### EXERCISES
a: Output the part of the article on Imran Khan that opens with the words "Imran Khan. (File" and closes with "of the Army.", copying it word for word.
b: Translate this sentence from the article on Imran Khan into Spanish: "The 22nd Pakistani Prime Minister is seen to be running out of favour with the Army known to call shots in the power game of Pakistan."
c: Answer these questions from the article on Imran Khan:
(i) In what year did Khan found his political front?
(ii) In which year's World Cup Final did Khan lead Pakistan to victory?
(iii) Which leak had implicated Nawaz Sharif in 2016?

Pak PM Imran Khan’s fate hangs in balance amid changing power equations

Imran Khan. (File Photo)


Pushed to the wall in the face of the spirited Opposition campaign, the survival of Pakistani Prime Minister Imran Khan-led government hangs in balance as the National Assembly is slated to take up the no-trust motion against the ruling dispensation soon.

The 22nd Pakistani Prime Minister is seen to be running out of favour with the Army known to call shots in the power game of Pakistan.

Pakistan’s only World Cup-winning cricket captain was pitchforked to the centre stage after former Prime Minister Nawaz Sharif lost favours with the top brass of the Army.

Pakistani Prime Minister Imran Khan Niazi is a former Pakistani cricketer, who after leading the country to victory in the 1992 World Cup Final, retired from cricket and joined politics. He is the founding Chairman of Pakistan Tehreek-e-Insaf (PTI).

His political front, which he founded in 1997, remained on the sidelines of Pakistani politics until he found favour with the military establishment, which began propping him after 2013, to counter the growing political assertion of the two traditional mainstream parties led by Sharif and the Bhutto families.

The military establishment is widely known to have given its tacit approval to Khan in 2016 when he organised a massive rally and threatened a lockdown of Islamabad over the Panama Papers leak which had implicated the then Prime Minister Nawaz Sharif. The rally propped Khan as a serious contender for power, who enjoyed the blessings of the all-important Pakistani Army.

### DATA PROVIDED
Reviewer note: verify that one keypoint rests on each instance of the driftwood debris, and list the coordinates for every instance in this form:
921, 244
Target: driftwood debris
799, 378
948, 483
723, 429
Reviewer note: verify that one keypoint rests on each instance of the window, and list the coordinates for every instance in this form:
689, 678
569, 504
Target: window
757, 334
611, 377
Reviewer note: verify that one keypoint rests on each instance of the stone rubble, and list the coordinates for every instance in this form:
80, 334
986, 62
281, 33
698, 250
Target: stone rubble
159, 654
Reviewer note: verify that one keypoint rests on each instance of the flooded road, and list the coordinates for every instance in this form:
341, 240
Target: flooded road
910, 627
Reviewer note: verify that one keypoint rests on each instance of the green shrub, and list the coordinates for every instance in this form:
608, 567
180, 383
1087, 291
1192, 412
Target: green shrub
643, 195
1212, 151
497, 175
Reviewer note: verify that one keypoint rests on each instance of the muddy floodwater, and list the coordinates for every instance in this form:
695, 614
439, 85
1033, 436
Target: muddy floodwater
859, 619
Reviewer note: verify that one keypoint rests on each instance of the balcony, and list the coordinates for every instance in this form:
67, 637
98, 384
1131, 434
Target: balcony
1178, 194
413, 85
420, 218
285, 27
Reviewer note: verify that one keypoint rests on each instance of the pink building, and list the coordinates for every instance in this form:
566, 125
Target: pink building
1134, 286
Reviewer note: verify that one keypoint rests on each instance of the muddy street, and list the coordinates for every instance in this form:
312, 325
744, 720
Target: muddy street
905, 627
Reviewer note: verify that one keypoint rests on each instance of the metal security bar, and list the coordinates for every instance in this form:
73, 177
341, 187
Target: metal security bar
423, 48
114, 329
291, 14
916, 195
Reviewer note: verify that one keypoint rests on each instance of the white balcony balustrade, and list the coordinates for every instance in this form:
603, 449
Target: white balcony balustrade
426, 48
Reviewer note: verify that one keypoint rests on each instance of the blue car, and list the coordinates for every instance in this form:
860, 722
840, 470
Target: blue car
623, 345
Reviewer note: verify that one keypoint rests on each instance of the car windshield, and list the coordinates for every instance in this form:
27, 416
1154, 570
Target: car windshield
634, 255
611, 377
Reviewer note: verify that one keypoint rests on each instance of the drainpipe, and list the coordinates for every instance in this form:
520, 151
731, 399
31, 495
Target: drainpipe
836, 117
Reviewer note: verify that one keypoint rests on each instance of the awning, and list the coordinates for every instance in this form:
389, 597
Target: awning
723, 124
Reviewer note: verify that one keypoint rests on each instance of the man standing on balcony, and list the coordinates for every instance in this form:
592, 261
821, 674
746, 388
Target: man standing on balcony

### ANSWERS BY ITEM NUMBER
a:
Imran Khan. (File Photo)


Pushed to the wall in the face of the spirited Opposition campaign, the survival of Pakistani Prime Minister Imran Khan-led government hangs in balance as the National Assembly is slated to take up the no-trust motion against the ruling dispensation soon.

The 22nd Pakistani Prime Minister is seen to be running out of favour with the Army known to call shots in the power game of Pakistan.

Pakistan’s only World Cup-winning cricket captain was pitchforked to the centre stage after former Prime Minister Nawaz Sharif lost favours with the top brass of the Army.

b: Se considera que el 22.º primer ministro de Pakistán está perdiendo el favor del Ejército, conocido por mover los hilos en el juego de poder de Pakistán.

c:
(i) 1997
(ii) 1992
(iii) The Panama Papers leak